REQUIRED ACTION - Set down every entry below exactly as it stands.
==== AVAILABLE RECORDS ====
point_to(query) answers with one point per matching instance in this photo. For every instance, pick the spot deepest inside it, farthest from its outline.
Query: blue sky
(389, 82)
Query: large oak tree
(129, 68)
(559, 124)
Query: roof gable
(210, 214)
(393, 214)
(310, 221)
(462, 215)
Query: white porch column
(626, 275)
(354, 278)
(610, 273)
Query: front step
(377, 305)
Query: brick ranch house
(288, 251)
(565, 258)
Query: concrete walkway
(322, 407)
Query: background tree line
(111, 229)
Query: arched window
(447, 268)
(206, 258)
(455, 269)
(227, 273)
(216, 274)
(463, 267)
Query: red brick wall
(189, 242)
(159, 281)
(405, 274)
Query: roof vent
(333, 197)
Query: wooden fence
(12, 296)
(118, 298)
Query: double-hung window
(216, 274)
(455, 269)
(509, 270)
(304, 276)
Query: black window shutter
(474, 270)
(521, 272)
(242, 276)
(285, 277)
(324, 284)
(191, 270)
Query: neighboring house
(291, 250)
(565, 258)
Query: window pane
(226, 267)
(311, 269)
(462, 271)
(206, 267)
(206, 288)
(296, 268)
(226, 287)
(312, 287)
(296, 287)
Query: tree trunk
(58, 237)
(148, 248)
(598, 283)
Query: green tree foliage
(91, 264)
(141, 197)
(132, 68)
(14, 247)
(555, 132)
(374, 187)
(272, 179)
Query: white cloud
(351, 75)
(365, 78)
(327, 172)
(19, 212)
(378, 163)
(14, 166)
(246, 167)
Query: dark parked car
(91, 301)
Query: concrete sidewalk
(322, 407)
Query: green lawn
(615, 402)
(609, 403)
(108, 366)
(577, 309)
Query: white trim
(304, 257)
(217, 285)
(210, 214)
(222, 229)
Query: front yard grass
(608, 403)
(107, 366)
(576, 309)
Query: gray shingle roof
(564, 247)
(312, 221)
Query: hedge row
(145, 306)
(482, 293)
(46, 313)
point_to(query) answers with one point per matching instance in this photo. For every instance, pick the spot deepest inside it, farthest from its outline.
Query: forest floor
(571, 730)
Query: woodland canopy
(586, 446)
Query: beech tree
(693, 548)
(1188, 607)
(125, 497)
====
RESPONSE AREA -
point_to(query) answers with one point per matching instance in this photo. For every instance, pick the spot deepest inside it, farthest from its outline.
Query: blue sky
(389, 82)
Query: large oak tree
(129, 68)
(559, 124)
Query: roof gable
(210, 214)
(393, 214)
(310, 221)
(462, 215)
Query: white porch column
(626, 275)
(354, 278)
(610, 273)
Query: front step
(377, 305)
Query: brick ranch house
(288, 251)
(565, 258)
Query: concrete walkway
(322, 407)
Query: background tree line
(111, 229)
Query: arched window
(447, 268)
(206, 258)
(455, 269)
(227, 273)
(216, 274)
(463, 267)
Query: red brick wall
(189, 242)
(159, 281)
(405, 274)
Query: roof vent
(333, 197)
Query: wooden fence
(12, 296)
(118, 298)
Query: double-hung window
(216, 274)
(455, 269)
(509, 270)
(304, 276)
Query: black window shutter
(474, 270)
(521, 272)
(242, 276)
(285, 277)
(324, 284)
(191, 270)
Query: neighboring house
(291, 250)
(565, 258)
Query: window pane
(226, 267)
(311, 269)
(462, 271)
(206, 267)
(206, 288)
(296, 268)
(226, 287)
(312, 287)
(296, 287)
Query: tree trunk
(58, 237)
(148, 248)
(598, 283)
Query: green tree foliage
(91, 264)
(141, 197)
(132, 68)
(14, 247)
(555, 132)
(374, 187)
(272, 179)
Query: white cloud
(351, 75)
(365, 78)
(327, 172)
(19, 212)
(378, 163)
(14, 166)
(246, 167)
Query: dark parked car
(91, 301)
Query: concrete sidewalk
(322, 407)
Query: green lawn
(615, 402)
(609, 403)
(108, 366)
(577, 309)
Query: white trim
(304, 257)
(217, 285)
(210, 214)
(222, 229)
Query: front yard grass
(608, 403)
(107, 366)
(576, 309)
Query: gray shingle roof
(564, 247)
(312, 221)
Query: hedge row
(145, 306)
(482, 293)
(46, 313)
point_to(query) answers with one point per matching instance in this photo. For every instance, pick the spot deepest inside it, farthest from its outline.
Query: forest floor
(571, 730)
Query: woodland canopy
(586, 446)
Query: beech tree
(693, 548)
(1188, 607)
(125, 497)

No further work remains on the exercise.